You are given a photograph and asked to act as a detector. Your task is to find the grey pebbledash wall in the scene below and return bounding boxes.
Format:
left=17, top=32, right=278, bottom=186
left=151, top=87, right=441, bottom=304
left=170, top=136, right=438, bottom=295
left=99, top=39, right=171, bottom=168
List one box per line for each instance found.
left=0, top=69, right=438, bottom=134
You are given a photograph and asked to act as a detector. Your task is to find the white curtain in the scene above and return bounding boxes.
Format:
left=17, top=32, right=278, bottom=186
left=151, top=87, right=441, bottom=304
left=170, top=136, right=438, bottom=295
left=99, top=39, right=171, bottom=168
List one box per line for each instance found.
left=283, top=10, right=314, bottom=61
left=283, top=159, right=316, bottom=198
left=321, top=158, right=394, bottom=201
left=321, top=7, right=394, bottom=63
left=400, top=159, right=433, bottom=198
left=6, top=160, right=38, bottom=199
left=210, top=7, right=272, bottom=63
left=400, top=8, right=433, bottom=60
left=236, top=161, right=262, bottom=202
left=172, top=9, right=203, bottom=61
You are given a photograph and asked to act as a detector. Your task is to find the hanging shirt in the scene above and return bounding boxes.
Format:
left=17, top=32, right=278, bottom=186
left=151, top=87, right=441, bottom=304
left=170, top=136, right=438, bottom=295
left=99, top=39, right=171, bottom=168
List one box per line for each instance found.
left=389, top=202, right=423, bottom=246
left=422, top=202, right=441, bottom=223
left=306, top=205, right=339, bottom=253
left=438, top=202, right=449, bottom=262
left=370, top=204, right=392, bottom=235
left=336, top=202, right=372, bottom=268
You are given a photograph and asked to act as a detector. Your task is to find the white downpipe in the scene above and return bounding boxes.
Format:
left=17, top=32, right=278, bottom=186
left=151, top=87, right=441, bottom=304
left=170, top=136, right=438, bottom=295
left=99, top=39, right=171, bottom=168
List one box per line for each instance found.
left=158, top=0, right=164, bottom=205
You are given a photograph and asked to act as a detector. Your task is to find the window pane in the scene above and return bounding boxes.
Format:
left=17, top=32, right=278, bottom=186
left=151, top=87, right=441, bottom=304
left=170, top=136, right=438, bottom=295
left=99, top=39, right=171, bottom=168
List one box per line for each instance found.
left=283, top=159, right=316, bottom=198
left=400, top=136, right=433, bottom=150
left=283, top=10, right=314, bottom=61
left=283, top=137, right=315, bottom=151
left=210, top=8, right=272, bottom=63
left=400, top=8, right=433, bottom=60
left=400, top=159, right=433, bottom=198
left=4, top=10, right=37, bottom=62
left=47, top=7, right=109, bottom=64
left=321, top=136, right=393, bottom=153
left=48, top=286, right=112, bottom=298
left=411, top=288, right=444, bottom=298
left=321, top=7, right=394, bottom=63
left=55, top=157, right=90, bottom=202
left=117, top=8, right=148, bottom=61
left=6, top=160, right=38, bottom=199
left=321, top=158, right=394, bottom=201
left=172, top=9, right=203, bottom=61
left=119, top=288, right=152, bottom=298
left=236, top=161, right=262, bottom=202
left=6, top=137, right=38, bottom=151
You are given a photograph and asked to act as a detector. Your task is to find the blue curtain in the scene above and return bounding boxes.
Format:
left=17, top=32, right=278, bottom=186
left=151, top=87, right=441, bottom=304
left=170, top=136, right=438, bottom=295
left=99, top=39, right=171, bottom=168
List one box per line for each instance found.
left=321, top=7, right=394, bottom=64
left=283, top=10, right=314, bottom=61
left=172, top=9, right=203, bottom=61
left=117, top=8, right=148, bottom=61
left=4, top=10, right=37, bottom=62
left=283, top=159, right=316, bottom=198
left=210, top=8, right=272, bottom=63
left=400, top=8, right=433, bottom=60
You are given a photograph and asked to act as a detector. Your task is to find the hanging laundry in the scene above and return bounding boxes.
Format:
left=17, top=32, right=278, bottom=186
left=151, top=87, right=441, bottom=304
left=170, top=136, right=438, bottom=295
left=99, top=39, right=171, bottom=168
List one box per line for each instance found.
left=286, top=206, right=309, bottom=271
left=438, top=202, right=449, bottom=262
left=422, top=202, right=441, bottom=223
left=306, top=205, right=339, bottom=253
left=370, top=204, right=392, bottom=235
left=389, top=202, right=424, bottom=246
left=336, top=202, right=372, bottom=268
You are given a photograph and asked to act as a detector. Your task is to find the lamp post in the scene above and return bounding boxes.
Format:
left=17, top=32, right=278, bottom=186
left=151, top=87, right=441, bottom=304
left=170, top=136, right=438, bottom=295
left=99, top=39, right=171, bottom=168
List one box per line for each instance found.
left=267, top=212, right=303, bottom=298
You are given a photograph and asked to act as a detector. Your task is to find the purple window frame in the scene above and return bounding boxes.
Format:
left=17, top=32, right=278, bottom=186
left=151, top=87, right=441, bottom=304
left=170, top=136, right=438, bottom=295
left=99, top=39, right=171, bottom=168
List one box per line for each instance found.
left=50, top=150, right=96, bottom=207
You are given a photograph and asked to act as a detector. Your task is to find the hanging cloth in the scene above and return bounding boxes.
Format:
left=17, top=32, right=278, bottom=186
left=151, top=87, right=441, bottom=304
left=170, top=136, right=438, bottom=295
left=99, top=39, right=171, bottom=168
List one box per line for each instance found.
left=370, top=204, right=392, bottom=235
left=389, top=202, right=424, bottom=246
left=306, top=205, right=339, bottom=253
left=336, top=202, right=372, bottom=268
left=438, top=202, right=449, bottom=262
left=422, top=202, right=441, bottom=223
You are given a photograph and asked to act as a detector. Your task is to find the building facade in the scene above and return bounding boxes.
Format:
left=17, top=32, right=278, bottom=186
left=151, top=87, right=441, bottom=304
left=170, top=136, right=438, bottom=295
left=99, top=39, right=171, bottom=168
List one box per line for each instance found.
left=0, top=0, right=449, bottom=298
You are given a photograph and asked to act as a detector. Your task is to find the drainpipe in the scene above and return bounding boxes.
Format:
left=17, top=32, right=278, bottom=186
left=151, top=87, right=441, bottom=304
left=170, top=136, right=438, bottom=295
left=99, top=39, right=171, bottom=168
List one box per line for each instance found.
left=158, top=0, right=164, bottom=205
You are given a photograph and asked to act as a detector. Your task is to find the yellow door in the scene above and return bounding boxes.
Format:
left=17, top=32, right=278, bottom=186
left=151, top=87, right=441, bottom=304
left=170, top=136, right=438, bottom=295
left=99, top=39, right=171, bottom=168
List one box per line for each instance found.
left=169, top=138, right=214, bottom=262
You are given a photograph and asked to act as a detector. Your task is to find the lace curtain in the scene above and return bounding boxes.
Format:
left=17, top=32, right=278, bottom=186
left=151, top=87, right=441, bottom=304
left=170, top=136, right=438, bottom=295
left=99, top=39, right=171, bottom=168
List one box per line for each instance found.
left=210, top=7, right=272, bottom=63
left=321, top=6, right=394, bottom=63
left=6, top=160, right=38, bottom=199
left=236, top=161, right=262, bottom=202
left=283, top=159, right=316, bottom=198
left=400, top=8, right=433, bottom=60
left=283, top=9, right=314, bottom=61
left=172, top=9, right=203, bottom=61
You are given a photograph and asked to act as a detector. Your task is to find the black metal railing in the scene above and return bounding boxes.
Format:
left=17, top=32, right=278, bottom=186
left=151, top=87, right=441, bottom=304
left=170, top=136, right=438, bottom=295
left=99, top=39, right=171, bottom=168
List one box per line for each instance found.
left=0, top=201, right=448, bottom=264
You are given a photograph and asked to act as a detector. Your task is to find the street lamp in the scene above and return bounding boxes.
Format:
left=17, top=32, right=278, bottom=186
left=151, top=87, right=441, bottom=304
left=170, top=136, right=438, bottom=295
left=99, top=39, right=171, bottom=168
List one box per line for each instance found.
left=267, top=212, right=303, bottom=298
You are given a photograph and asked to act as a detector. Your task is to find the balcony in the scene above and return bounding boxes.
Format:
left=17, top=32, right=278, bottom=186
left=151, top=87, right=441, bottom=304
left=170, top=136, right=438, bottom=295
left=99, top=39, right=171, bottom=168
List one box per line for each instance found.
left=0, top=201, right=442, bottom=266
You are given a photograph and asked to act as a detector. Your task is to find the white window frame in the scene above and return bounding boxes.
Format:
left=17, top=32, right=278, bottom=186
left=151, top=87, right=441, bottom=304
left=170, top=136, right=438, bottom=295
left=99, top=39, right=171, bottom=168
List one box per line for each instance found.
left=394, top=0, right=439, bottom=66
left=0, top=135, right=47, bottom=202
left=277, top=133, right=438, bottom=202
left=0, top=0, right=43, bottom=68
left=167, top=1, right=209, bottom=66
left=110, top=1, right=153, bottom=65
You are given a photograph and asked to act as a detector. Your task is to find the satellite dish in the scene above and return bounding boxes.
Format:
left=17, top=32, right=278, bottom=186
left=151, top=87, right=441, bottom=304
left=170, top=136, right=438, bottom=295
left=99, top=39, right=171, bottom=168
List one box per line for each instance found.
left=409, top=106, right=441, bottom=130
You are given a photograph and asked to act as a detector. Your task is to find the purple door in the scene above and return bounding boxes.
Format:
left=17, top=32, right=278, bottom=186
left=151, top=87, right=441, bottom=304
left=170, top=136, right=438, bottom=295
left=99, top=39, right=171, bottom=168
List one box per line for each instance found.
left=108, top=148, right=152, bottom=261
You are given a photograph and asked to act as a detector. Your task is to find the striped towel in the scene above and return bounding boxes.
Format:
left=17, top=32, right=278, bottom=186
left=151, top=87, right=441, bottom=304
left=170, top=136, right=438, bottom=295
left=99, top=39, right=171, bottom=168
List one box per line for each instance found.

EXERCISE PROMPT
Starting with the line that contains "find the lamp" and going on through the line that contains "left=50, top=150, right=96, bottom=207", render those lines of the records above as a JSON list of strings, one string per line, with any blank lines left out.

FINISHED ANSWER
[
  "You are given a photograph and asked to act as a detector. Your task is to find the lamp post in the scene above and return bounding boxes.",
  "Format:",
  "left=17, top=32, right=278, bottom=186",
  "left=151, top=87, right=441, bottom=304",
  "left=170, top=136, right=438, bottom=295",
  "left=99, top=39, right=171, bottom=168",
  "List one box per line for each instance found.",
  "left=267, top=212, right=303, bottom=298",
  "You are given a photograph and asked to act as a detector. Your task is to find the purple window frame in the scene above and return bounding boxes.",
  "Format:",
  "left=17, top=32, right=278, bottom=186",
  "left=151, top=87, right=441, bottom=304",
  "left=170, top=136, right=438, bottom=295",
  "left=99, top=39, right=171, bottom=168",
  "List one box per line for each instance found.",
  "left=50, top=150, right=96, bottom=207"
]